▸ **Given task**: Rewrite only the stretch of the entries below that opens with the line containing "Q: Locate the orange slice" and runs through the end of the entries, every line included. In each answer, multiply the x and y coordinates by 2.55 and round to whole numbers, with halves rounding up.

── Entries

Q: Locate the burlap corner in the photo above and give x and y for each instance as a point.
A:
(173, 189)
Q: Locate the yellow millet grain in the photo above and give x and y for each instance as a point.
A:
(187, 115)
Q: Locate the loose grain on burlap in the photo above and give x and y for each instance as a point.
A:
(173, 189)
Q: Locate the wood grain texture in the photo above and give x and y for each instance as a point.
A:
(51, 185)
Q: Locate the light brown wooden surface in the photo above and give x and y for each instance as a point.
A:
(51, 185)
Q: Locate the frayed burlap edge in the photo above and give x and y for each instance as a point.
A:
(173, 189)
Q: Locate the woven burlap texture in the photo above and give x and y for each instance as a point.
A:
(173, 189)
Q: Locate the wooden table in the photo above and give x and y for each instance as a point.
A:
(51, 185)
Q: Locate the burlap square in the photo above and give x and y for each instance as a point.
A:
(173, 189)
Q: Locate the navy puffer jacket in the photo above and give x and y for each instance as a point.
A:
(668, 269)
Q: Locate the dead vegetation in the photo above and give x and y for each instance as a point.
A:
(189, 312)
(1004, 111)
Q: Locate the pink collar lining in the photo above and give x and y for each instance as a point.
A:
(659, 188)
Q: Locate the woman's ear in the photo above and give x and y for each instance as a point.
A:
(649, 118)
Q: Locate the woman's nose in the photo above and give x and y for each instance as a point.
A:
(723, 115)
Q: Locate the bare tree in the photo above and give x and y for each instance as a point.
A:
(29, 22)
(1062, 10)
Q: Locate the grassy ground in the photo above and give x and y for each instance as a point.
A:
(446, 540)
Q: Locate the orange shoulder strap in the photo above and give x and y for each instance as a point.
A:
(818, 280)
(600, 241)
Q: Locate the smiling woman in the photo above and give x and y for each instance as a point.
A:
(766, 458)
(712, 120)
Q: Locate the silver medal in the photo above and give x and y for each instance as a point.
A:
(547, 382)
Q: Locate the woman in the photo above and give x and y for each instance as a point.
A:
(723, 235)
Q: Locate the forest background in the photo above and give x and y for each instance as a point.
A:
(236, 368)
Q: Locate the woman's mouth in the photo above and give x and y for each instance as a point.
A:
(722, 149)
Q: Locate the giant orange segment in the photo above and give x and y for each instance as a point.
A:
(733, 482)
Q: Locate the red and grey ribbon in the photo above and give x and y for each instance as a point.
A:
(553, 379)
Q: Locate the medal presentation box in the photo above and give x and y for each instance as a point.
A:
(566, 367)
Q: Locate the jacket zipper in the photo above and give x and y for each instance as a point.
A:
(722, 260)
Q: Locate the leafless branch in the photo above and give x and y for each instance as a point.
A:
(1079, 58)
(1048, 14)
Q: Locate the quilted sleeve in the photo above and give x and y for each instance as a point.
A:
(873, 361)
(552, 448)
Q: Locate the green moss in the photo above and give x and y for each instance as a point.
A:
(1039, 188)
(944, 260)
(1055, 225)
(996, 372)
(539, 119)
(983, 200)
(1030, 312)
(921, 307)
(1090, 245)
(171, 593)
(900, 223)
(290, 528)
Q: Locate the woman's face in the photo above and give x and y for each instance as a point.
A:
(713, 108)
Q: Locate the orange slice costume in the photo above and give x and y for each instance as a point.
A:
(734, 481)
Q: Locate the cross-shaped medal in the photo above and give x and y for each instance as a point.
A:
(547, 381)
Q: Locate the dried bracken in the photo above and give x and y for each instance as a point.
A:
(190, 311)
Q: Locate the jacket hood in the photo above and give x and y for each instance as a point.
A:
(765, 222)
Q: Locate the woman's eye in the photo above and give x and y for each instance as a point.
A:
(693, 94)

────

▸ **Result**:
Q: Locate the orange slice costume in the photo above and give x and y for each instance as a point.
A:
(1872, 1227)
Q: Locate the cross-shaped medal in the photo above and give x and y for each instance as a point.
A:
(1395, 972)
Q: Locate the dried bracken in the photo above and give x and y for each instance as a point.
A:
(485, 793)
Q: Locate the jacket hood in the photo above and give x and y for each instance as a point.
A:
(1951, 566)
Q: Locate the woman's eye in the photo above and give x and y for each instance as a point.
A:
(1767, 240)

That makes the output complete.